# [Written instruction]
Write each line word for word, from the line that contains "Task: annotate every instance of the metal support" through the last line of the material below.

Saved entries
━━━━━━

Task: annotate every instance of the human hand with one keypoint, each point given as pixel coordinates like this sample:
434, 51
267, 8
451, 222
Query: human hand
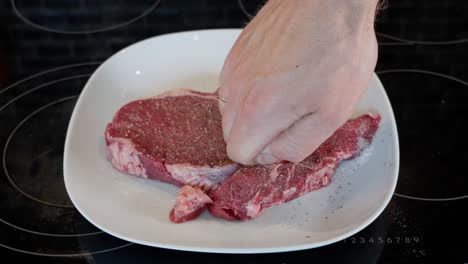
294, 76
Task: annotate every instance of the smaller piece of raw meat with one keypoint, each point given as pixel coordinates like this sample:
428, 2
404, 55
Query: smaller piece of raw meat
191, 202
251, 190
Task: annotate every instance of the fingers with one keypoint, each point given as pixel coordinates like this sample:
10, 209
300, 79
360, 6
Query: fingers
301, 139
263, 115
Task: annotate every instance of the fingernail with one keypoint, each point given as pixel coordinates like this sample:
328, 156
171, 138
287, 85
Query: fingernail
266, 158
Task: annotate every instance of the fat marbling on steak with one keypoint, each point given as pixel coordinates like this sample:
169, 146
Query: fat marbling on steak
175, 137
247, 193
191, 202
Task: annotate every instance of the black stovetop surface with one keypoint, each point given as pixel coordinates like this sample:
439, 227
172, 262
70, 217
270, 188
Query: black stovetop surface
48, 49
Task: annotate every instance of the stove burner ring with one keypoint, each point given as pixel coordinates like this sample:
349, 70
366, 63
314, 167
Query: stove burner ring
98, 30
455, 198
83, 254
5, 149
65, 255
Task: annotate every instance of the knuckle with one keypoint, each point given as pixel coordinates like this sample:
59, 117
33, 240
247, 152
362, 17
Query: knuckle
290, 149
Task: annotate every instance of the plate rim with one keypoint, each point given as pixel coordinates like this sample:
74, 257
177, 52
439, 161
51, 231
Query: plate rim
221, 249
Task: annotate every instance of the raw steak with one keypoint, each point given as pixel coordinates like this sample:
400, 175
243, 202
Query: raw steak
175, 137
252, 189
190, 203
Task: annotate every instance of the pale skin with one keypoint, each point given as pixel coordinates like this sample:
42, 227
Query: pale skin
294, 76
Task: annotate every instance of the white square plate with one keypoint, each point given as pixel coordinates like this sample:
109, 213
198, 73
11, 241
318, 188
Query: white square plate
137, 210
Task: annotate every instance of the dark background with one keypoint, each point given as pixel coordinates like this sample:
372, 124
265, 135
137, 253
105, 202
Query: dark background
422, 63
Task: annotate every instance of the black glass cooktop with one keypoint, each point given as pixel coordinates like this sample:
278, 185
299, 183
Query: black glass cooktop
49, 48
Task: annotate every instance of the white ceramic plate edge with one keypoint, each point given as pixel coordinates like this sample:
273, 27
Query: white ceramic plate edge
368, 221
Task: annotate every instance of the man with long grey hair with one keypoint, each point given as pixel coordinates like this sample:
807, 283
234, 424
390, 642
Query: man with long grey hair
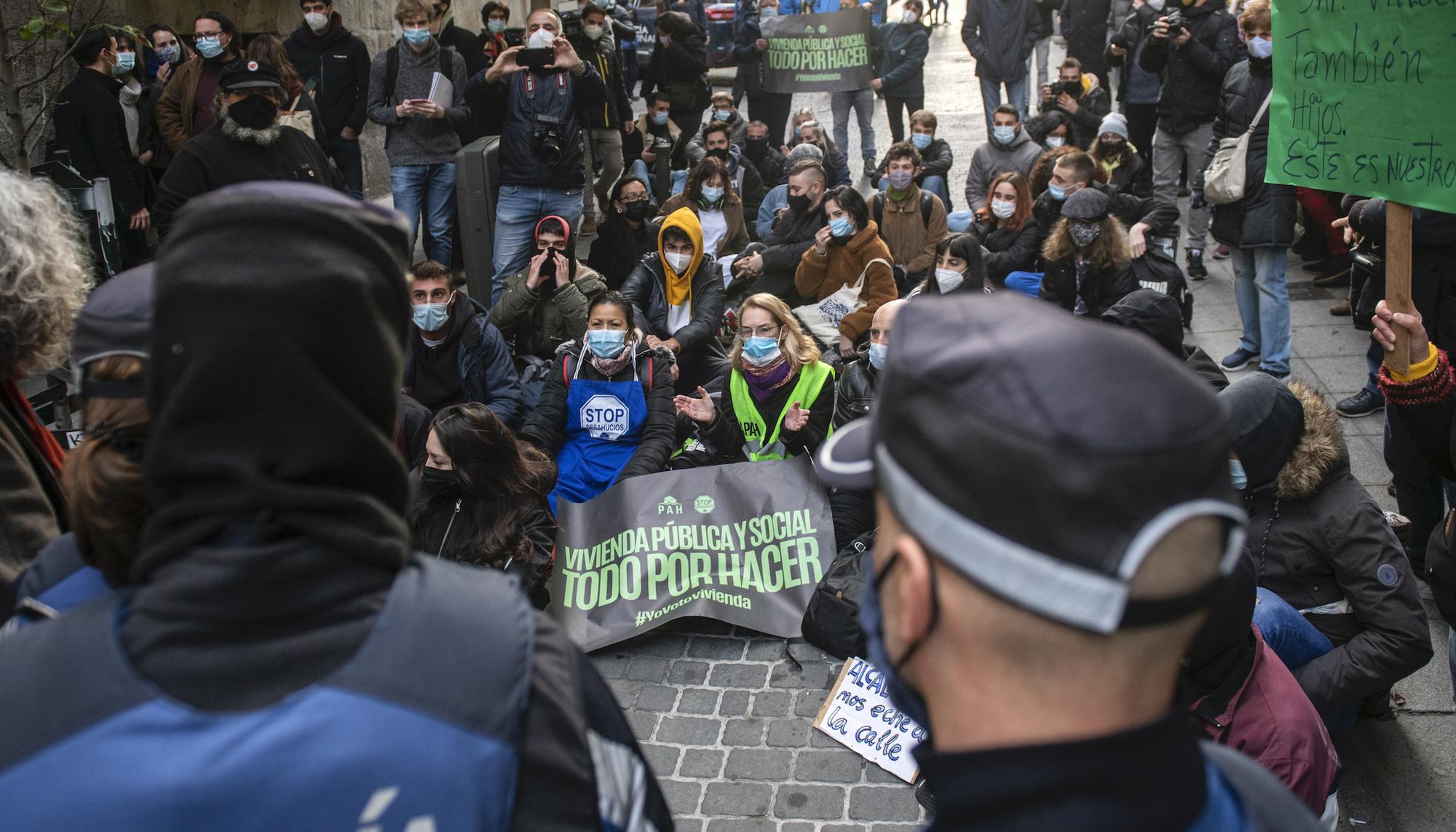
46, 274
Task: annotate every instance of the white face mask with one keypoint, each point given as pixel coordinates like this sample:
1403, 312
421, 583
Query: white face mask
678, 261
949, 280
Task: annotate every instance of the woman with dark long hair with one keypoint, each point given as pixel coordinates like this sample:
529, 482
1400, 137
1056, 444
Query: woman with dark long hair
483, 498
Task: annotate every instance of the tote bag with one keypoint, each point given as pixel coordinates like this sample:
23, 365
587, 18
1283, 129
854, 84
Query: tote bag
822, 319
1224, 183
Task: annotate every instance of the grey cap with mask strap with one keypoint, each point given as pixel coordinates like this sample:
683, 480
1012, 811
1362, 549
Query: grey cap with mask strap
1042, 457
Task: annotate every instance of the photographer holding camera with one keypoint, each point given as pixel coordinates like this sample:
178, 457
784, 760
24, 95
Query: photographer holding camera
545, 84
1195, 47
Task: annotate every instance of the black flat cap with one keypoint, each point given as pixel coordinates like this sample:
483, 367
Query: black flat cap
1040, 456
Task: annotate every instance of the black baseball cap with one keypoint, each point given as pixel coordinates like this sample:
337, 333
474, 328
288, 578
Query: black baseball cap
248, 73
116, 320
1040, 456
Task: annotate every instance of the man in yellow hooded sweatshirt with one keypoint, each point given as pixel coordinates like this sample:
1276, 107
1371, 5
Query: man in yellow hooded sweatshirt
679, 298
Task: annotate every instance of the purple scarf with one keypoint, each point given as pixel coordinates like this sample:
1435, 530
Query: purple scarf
765, 380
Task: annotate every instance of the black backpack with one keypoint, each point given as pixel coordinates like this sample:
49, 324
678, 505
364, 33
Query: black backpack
832, 619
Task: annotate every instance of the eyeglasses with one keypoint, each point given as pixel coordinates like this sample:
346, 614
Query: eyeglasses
762, 332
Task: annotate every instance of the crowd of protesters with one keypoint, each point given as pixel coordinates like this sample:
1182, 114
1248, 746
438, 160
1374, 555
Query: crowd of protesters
272, 431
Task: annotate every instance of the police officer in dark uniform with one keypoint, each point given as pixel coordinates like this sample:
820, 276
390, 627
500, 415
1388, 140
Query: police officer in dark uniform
282, 661
245, 144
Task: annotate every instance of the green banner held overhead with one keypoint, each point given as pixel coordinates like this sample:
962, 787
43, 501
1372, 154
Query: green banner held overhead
1361, 99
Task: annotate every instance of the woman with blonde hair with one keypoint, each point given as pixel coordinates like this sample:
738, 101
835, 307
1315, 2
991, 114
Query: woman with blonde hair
780, 395
1088, 258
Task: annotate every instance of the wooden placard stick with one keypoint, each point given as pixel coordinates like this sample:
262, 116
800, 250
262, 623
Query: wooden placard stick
1398, 280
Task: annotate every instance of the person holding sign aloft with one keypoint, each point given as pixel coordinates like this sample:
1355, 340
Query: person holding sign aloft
606, 412
781, 396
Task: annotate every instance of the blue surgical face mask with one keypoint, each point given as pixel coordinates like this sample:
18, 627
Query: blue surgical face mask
879, 352
432, 317
1241, 480
210, 47
606, 342
903, 696
761, 349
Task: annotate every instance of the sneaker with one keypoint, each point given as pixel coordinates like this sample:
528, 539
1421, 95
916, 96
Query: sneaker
1238, 360
1196, 268
1362, 403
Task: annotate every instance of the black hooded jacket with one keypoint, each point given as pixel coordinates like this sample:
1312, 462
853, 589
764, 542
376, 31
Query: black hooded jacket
1160, 317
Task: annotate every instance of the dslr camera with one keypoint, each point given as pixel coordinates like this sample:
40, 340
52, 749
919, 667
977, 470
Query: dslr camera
547, 138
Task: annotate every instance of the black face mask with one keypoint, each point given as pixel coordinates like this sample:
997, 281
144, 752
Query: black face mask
439, 482
257, 112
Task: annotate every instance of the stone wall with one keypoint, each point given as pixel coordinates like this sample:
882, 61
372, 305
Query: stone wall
726, 718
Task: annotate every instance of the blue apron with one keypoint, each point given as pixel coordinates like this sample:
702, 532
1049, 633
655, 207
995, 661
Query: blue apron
604, 429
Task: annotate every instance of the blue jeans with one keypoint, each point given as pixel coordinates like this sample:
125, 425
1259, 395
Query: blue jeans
933, 183
1297, 642
864, 106
427, 189
346, 154
1263, 296
518, 211
1016, 93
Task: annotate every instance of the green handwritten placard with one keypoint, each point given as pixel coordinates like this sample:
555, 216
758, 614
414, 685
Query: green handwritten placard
1362, 96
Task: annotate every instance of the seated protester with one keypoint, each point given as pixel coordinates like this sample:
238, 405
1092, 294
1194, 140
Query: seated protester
103, 476
777, 201
1087, 258
679, 300
455, 354
959, 268
911, 220
1081, 99
774, 264
1337, 598
545, 306
1138, 214
836, 167
746, 181
627, 233
711, 198
653, 148
854, 511
1007, 230
848, 250
1126, 167
481, 499
1010, 150
599, 447
769, 162
778, 395
1160, 317
723, 111
935, 154
1249, 700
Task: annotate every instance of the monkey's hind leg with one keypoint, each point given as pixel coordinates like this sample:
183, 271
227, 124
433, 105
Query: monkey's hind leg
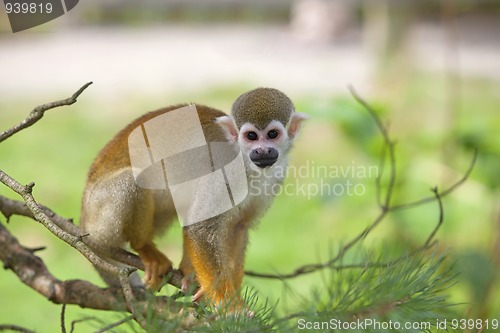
156, 265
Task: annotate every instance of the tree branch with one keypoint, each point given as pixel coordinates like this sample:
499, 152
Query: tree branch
37, 113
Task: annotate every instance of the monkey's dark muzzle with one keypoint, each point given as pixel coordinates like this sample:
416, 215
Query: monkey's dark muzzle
264, 157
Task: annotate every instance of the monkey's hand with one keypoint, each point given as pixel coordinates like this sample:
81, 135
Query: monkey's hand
156, 266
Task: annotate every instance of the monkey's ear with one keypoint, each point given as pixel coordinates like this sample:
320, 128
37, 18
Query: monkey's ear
295, 122
228, 125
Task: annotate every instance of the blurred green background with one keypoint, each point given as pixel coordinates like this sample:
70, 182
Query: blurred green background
431, 69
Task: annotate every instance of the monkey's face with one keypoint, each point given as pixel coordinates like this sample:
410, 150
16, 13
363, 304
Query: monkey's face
263, 147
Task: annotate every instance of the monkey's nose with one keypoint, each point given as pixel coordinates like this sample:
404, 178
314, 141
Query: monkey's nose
264, 157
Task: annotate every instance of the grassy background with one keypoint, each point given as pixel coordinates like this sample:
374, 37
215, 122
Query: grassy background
434, 148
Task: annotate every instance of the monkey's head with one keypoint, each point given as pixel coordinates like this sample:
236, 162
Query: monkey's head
263, 123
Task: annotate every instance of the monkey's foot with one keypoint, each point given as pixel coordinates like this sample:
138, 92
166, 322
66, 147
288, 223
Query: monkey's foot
189, 285
156, 265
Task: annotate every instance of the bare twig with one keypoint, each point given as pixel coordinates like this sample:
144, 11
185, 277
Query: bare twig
443, 193
37, 113
9, 207
15, 328
116, 324
38, 213
441, 216
32, 271
63, 318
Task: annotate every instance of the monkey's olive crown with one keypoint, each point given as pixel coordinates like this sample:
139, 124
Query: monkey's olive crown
260, 106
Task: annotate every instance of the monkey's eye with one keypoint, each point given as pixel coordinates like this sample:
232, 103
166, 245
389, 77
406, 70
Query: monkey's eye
252, 136
272, 134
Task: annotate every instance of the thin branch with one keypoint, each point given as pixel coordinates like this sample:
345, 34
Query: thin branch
31, 270
15, 328
449, 190
38, 213
388, 142
63, 318
441, 216
9, 207
116, 324
37, 113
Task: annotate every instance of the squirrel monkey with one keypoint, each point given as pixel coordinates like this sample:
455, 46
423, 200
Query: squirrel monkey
117, 211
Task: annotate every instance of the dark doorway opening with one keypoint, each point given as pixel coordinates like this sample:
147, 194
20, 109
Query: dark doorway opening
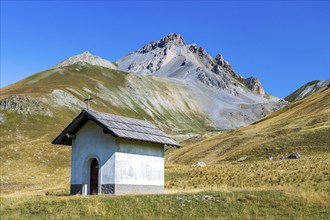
94, 181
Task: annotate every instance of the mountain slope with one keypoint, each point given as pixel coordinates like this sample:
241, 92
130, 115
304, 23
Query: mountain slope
87, 57
307, 89
171, 56
303, 126
229, 99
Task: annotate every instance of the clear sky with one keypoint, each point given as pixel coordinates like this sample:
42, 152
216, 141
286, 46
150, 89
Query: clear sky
283, 43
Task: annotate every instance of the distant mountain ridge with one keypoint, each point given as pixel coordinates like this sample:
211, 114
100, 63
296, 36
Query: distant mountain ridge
87, 57
172, 57
307, 89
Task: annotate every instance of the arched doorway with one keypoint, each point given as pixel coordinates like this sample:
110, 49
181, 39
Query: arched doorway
94, 177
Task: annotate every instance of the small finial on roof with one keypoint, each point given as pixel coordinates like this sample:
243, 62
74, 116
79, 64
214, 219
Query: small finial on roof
88, 100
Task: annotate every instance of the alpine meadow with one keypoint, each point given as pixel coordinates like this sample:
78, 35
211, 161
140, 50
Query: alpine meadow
244, 154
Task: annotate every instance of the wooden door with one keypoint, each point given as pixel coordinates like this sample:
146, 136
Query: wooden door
94, 180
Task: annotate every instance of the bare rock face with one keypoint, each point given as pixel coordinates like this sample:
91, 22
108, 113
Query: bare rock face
172, 57
173, 38
87, 57
254, 85
206, 58
214, 81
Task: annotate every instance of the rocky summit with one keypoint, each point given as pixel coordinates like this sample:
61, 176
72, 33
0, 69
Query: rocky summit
188, 89
172, 57
86, 57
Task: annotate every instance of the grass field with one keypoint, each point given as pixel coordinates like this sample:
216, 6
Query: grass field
271, 204
35, 175
277, 189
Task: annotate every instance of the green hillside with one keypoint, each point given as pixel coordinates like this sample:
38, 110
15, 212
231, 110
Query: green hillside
303, 127
28, 160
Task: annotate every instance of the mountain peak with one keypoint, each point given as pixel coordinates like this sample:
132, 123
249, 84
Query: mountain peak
173, 37
86, 57
169, 39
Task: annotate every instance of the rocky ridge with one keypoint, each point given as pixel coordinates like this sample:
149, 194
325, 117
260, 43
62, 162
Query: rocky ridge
87, 57
171, 56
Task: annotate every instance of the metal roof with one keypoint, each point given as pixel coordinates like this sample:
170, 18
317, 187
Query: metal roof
118, 126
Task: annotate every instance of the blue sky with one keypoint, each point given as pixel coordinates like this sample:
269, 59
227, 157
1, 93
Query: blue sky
284, 43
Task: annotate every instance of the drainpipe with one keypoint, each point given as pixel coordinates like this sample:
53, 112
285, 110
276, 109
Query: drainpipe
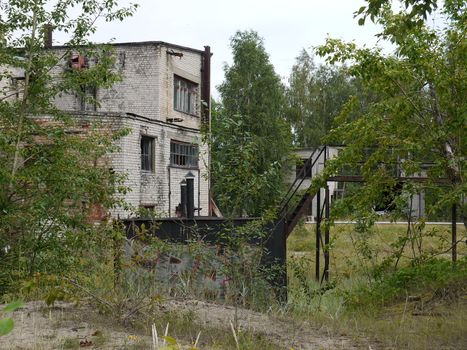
206, 110
190, 195
183, 198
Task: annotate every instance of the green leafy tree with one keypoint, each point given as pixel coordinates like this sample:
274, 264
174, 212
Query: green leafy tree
419, 112
53, 168
315, 96
251, 138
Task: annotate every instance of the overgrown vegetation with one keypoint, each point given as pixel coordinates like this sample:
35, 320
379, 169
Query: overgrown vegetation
422, 300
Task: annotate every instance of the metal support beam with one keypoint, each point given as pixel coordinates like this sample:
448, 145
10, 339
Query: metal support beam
318, 233
326, 236
454, 233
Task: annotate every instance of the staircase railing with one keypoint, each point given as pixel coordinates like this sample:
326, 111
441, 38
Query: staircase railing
299, 179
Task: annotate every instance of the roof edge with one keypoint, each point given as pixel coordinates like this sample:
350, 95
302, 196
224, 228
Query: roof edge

━━━━━━

# [In response]
Task: annotate every instance of the metal support beam with one keypoint, each point given as pixel coordinates like this sample:
448, 145
10, 339
Query: metal support beam
318, 233
326, 236
454, 233
Task: annotate every instance of the staircase railing with one keypoint, each point given as pixel coordinates like this sample:
326, 111
441, 38
Query: staircase railing
299, 179
Task: annotate every instance of the roof edge with one keypoint, each point given as pixel coordinates like this sample:
350, 95
302, 196
224, 228
Query: roof edge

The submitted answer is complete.